What to produce →
Please return every line of the records that contains the word "mountain".

Natural language region descriptions →
__________________________________________________
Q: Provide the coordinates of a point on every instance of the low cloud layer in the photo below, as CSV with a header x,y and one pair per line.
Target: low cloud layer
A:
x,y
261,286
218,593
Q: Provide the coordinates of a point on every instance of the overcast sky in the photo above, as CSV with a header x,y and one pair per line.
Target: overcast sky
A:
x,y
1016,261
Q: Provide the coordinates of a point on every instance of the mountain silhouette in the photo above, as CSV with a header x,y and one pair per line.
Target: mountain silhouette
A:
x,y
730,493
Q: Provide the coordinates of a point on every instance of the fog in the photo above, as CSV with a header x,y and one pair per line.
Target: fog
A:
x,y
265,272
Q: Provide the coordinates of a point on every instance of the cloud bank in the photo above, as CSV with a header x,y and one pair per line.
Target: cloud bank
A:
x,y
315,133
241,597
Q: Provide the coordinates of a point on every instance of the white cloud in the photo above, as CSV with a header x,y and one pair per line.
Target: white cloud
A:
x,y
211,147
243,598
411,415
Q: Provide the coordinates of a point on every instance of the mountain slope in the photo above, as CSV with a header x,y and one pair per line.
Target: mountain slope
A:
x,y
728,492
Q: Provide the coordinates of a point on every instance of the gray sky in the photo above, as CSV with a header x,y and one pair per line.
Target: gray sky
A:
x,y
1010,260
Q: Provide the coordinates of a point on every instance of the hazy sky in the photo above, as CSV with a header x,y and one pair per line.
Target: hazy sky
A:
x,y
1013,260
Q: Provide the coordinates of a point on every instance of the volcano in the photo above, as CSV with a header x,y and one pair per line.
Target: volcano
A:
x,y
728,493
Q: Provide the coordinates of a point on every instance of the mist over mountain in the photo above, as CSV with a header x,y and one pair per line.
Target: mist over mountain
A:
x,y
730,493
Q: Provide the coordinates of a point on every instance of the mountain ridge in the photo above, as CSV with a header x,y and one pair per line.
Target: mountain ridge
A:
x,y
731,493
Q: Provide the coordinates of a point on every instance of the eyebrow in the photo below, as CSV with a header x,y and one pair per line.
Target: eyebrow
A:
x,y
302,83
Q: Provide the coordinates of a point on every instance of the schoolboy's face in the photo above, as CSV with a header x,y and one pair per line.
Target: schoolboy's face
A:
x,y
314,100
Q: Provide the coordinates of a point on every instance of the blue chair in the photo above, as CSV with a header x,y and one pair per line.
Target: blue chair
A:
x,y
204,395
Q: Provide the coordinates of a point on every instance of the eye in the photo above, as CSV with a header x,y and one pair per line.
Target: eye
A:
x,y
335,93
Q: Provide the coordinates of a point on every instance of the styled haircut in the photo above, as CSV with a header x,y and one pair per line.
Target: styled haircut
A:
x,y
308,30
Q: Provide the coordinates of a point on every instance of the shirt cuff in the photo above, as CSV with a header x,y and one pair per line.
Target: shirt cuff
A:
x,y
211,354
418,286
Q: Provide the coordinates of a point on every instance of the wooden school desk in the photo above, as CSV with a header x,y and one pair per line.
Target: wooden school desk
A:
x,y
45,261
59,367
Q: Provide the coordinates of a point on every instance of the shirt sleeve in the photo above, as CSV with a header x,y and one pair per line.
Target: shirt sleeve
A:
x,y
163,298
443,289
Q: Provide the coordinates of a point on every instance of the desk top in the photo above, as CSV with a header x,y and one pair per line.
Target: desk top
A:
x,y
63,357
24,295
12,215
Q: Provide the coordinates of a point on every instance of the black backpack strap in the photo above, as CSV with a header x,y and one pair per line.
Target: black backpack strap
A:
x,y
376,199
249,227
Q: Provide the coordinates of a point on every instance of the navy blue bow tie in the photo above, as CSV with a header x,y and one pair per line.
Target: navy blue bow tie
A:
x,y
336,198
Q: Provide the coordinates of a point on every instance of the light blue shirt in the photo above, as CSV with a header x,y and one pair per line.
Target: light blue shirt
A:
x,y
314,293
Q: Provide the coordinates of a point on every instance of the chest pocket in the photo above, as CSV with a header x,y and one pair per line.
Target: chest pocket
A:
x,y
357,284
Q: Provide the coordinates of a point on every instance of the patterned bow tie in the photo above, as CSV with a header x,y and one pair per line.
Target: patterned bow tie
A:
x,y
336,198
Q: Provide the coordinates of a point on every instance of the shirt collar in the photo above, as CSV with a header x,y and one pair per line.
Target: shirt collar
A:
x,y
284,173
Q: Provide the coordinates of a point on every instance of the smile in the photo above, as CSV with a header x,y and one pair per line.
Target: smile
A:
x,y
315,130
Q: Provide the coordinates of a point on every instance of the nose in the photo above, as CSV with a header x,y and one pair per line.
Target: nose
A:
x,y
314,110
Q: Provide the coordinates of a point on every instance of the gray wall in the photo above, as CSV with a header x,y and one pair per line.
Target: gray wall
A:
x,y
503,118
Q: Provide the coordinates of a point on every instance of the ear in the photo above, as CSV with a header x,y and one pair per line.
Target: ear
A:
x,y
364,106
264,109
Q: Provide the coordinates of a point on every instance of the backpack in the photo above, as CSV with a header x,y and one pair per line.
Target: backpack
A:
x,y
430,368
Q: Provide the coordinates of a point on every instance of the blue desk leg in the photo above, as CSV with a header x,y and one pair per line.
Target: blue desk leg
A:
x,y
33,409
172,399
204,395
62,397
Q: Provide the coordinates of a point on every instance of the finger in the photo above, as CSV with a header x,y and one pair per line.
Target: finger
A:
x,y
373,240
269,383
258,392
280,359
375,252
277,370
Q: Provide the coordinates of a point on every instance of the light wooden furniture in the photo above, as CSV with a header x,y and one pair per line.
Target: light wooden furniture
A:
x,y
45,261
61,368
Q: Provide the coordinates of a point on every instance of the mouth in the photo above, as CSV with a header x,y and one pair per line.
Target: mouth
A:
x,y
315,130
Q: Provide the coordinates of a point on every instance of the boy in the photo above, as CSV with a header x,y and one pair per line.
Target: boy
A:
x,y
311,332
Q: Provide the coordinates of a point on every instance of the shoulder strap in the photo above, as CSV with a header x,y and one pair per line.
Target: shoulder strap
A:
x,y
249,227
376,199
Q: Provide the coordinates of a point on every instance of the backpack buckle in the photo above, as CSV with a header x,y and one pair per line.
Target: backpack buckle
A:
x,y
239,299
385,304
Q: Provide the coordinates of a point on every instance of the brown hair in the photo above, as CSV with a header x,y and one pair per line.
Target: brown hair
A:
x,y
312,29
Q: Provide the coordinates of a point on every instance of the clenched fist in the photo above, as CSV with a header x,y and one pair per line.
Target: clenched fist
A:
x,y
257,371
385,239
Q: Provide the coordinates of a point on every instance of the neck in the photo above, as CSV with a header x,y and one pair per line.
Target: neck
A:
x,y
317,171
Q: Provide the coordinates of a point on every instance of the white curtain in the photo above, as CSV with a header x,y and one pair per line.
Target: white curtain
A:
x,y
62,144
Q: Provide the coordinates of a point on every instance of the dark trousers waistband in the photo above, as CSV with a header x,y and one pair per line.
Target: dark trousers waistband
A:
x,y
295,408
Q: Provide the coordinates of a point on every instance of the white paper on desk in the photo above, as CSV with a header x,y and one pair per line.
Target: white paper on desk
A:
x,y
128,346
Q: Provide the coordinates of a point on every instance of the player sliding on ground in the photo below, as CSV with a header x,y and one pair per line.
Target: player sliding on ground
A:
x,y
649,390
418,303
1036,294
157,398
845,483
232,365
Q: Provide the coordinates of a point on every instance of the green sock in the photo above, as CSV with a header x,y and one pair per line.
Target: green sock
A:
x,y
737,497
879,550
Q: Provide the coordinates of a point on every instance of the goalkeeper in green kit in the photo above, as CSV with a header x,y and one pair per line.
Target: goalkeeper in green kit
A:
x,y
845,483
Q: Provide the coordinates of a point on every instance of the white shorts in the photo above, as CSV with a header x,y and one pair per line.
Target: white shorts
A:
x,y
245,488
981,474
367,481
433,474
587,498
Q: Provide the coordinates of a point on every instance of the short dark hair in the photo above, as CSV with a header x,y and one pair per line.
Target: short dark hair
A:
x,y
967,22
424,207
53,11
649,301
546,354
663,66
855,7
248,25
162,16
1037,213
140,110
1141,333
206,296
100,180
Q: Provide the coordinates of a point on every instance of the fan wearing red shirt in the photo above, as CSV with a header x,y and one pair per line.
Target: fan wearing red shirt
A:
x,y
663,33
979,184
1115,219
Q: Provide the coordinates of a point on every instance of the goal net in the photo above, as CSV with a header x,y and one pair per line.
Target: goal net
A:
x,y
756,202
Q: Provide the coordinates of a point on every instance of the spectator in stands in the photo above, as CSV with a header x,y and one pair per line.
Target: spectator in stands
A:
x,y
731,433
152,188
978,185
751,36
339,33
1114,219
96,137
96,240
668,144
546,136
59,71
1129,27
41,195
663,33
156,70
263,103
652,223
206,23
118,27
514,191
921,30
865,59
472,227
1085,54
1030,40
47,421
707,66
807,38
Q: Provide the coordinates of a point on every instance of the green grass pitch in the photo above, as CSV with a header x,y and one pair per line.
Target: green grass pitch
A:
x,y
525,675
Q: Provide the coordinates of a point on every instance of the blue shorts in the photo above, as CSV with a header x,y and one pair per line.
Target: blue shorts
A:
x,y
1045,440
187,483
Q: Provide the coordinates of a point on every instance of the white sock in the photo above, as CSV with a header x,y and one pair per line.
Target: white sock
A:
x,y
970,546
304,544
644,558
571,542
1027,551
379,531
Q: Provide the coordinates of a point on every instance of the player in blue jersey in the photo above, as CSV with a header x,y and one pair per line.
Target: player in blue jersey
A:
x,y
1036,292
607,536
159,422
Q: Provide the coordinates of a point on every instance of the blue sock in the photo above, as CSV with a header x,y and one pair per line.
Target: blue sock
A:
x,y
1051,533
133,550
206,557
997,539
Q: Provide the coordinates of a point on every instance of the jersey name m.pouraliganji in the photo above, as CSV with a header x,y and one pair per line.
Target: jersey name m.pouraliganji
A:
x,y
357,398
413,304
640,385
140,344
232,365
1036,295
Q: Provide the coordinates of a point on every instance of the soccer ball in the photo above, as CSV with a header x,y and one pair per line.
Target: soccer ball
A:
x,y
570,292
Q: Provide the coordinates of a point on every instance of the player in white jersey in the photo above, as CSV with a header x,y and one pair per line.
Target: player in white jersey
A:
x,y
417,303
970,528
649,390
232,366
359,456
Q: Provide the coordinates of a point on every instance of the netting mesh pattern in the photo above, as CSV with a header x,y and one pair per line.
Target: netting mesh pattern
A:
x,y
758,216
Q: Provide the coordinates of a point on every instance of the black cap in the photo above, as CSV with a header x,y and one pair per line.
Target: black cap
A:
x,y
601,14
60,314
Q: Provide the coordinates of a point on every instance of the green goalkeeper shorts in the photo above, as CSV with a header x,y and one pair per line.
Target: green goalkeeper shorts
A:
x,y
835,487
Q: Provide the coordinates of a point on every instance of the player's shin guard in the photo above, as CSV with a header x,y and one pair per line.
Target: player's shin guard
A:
__________________________________________________
Solution for this exercise →
Q: Provide the coordinates of a point on every instance of the mountain silhouette in the photo above, as CSV with a header x,y and one pair per line.
Target: mountain silhouette
Q: Provide the coordinates of a point on every instance of the mountain slope in the photo above, as CSV with a header x,y and one pair per line.
Target: mountain slope
Q: Provide the coordinates of a point on every instance of the mist over mountain in the photo above, as CSV with a header x,y and one pair per line.
Target: mist over mountain
Q: Provide the coordinates of a point on every instance of the mountain ridge in the photo above, as CSV with a header x,y and one pair per line.
Target: mountain ridge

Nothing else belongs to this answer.